### EXERCICES:
A – Relevez tous les noms de lieux cités dans le texte sur Israël, chacun une seule fois.
B – D'après le texte sur Israël, que se procure celui qui en a les moyens financiers ?
C – Résumez plus brièvement le paragraphe du texte sur Israël qui commence par « Ça signifie que les couches sociales », en gardant ses faits principaux.

Une des conséquences, entre autres, est la tentation toujours
plus forte dans les classes moyennes d’émigrer hors du
pays, ou pour le moins de vivre avec un pied en Israël et
l’autre en Occident. Pour faire court, le lien avec la terre
de ancêtres, avec Eretz Israël, est devenu beaucoup plus ténu,
et celui qui peut se le permettre financièrement, se procure
un deuxième passeport.
Qu’est-ce
que ça signifie pour Israël ?
Ça
signifie que les couches sociales qui ont (ou ont eu) des idées
politiques libérales, qu’on pourrait définir comme
post-sionistes, seront politiquement liquidées. Dans tous les
cas elles n’ont plus de projet qui puisse endiguer l’extrémisme
religieux croissant. La lutte qui est mise en avant
aujourd’hui est celle entre les colons et Sharon, qui dans
ce contexte apparaît comme un homme de gauche... Il
n’existe pratiquement aucune alternative organisée à ces
deux positions.
Pendant, un
meeting international des « Femmes en noir » qui
s’est tenu à Jérusalem, face à l’attitude critique des
palestiniennes, certaines représentantes juives israéliennes
ont réclamé une indulgence pour Israël, le pays qui était
en train de le accueillir...

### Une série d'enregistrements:
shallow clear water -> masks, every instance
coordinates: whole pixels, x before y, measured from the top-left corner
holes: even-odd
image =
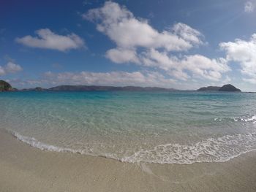
[[[42,150],[126,162],[225,161],[256,150],[256,94],[0,93],[0,128]]]

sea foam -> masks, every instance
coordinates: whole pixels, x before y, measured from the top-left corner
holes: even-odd
[[[74,150],[41,142],[33,137],[12,132],[19,140],[42,150],[68,152],[102,156],[122,162],[148,162],[156,164],[193,164],[200,162],[224,162],[245,153],[255,150],[256,133],[226,135],[219,138],[209,138],[191,145],[170,143],[142,149],[129,156],[118,157],[117,154],[94,154],[86,150]]]

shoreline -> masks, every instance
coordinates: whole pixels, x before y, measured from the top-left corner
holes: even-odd
[[[255,151],[226,162],[131,164],[40,150],[0,129],[0,191],[255,191]]]

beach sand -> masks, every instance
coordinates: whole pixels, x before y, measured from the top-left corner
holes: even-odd
[[[256,153],[225,163],[128,164],[42,151],[0,130],[0,191],[256,191]]]

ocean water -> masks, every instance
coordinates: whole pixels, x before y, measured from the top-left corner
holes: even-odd
[[[124,162],[226,161],[256,150],[256,94],[0,93],[0,128],[42,150]]]

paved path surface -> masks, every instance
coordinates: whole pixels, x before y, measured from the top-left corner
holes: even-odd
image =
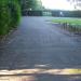
[[[21,27],[0,48],[0,69],[81,68],[81,37],[50,24],[52,17],[23,17]],[[38,75],[37,81],[81,81]],[[30,80],[31,81],[31,80]]]

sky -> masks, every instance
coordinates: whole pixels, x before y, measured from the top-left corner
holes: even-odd
[[[75,10],[73,5],[67,0],[41,0],[42,4],[48,9],[56,10]]]

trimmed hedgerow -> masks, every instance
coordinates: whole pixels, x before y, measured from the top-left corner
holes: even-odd
[[[0,1],[0,36],[9,33],[16,27],[21,18],[21,9],[17,2],[2,0]]]

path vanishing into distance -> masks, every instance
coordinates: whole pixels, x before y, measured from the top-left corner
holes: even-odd
[[[53,18],[22,17],[18,29],[0,46],[0,70],[24,70],[25,78],[32,79],[27,81],[81,81],[81,76],[53,75],[56,69],[81,68],[81,36],[51,24]],[[33,72],[28,78],[25,70]]]

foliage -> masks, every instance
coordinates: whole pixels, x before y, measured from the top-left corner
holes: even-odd
[[[21,16],[19,5],[16,0],[0,1],[0,36],[6,35],[13,27],[18,25]]]

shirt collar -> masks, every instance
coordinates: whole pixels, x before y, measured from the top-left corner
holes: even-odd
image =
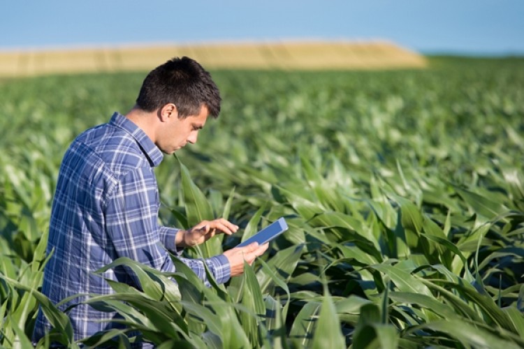
[[[163,154],[142,128],[117,112],[112,114],[109,124],[125,131],[136,140],[152,167],[156,167],[160,164],[163,158]]]

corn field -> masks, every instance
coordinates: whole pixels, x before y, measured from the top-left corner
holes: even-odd
[[[0,345],[31,347],[41,306],[54,328],[37,348],[129,348],[136,330],[161,348],[524,347],[524,60],[428,61],[212,71],[221,116],[157,169],[159,219],[241,227],[195,258],[279,216],[289,230],[209,288],[175,256],[173,274],[117,260],[143,290],[113,282],[86,302],[128,329],[80,342],[39,292],[58,168],[145,73],[0,80]]]

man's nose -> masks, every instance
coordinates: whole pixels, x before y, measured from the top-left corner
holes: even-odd
[[[187,138],[187,142],[191,143],[191,144],[194,144],[196,143],[196,139],[198,137],[198,133],[191,134],[189,135],[189,137]]]

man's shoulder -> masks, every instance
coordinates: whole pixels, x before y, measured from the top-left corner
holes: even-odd
[[[147,162],[133,137],[110,124],[85,131],[71,144],[75,148],[83,149],[85,156],[96,158],[117,177]]]

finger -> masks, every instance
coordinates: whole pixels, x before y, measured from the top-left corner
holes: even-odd
[[[238,225],[233,224],[231,222],[224,218],[215,219],[214,221],[212,221],[211,223],[212,227],[216,228],[228,235],[231,235],[238,230]]]

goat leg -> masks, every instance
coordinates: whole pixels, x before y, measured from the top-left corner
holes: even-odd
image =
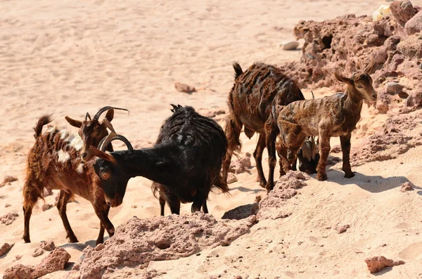
[[[25,228],[23,232],[23,240],[25,243],[29,243],[31,242],[30,238],[30,219],[31,219],[31,215],[32,214],[32,207],[30,205],[23,206],[23,216],[25,218]]]
[[[257,182],[260,182],[260,185],[262,188],[265,188],[267,185],[267,180],[262,170],[262,153],[264,153],[264,148],[265,148],[265,136],[260,134],[260,138],[257,143],[257,148],[253,153],[253,157],[255,160],[257,171],[258,171]]]
[[[170,207],[172,214],[180,214],[180,200],[177,195],[167,193],[167,202]]]
[[[114,226],[113,226],[113,223],[108,219],[108,211],[106,212],[106,210],[104,210],[105,205],[105,200],[96,200],[94,201],[94,203],[92,205],[94,207],[95,214],[97,215],[97,216],[101,221],[101,225],[104,227],[106,230],[107,230],[108,236],[111,238],[114,235],[115,228]]]
[[[107,216],[108,216],[108,212],[110,211],[110,206],[108,205],[104,205],[104,213]],[[100,243],[104,242],[104,225],[103,225],[103,222],[100,221],[100,233],[98,233],[98,237],[97,238],[97,240],[96,242],[96,245],[98,245]]]
[[[204,213],[208,213],[208,207],[207,207],[207,200],[204,200],[203,202],[203,211]]]
[[[345,172],[345,177],[350,179],[354,176],[354,173],[352,171],[350,167],[350,138],[352,135],[349,134],[347,136],[340,137],[341,143],[341,151],[343,156],[343,170]]]
[[[57,209],[58,209],[58,214],[62,219],[65,230],[66,231],[66,237],[69,239],[70,242],[77,242],[77,238],[75,235],[69,220],[68,220],[68,215],[66,214],[66,208],[68,207],[68,202],[72,197],[71,193],[68,193],[63,190],[60,190],[60,195],[58,196],[58,201],[57,202]]]
[[[164,216],[164,207],[165,207],[165,200],[162,197],[158,197],[160,202],[160,215]]]
[[[316,167],[316,179],[320,181],[324,181],[327,179],[327,173],[326,167],[327,165],[327,159],[330,153],[330,137],[326,134],[325,131],[319,130],[319,162]]]
[[[275,119],[270,116],[268,120],[265,122],[265,143],[268,150],[268,181],[265,188],[267,192],[269,192],[274,188],[274,169],[277,164],[277,158],[276,157],[276,138],[279,134],[279,127]]]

### RÉPONSES:
A – Israël, l'Occident, Eretz Israël, Jérusalem

B – Un deuxième passeport.

C – Les couches sociales aux idées politiques libérales, qu'on pourrait dire post-sionistes, seront politiquement liquidées, et elles n'ont plus de projet capable d'endiguer l'extrémisme religieux croissant. La lutte mise en avant aujourd'hui oppose les colons à Sharon, qui apparaît alors comme un homme de gauche. Il n'existe pratiquement aucune alternative organisée à ces deux positions.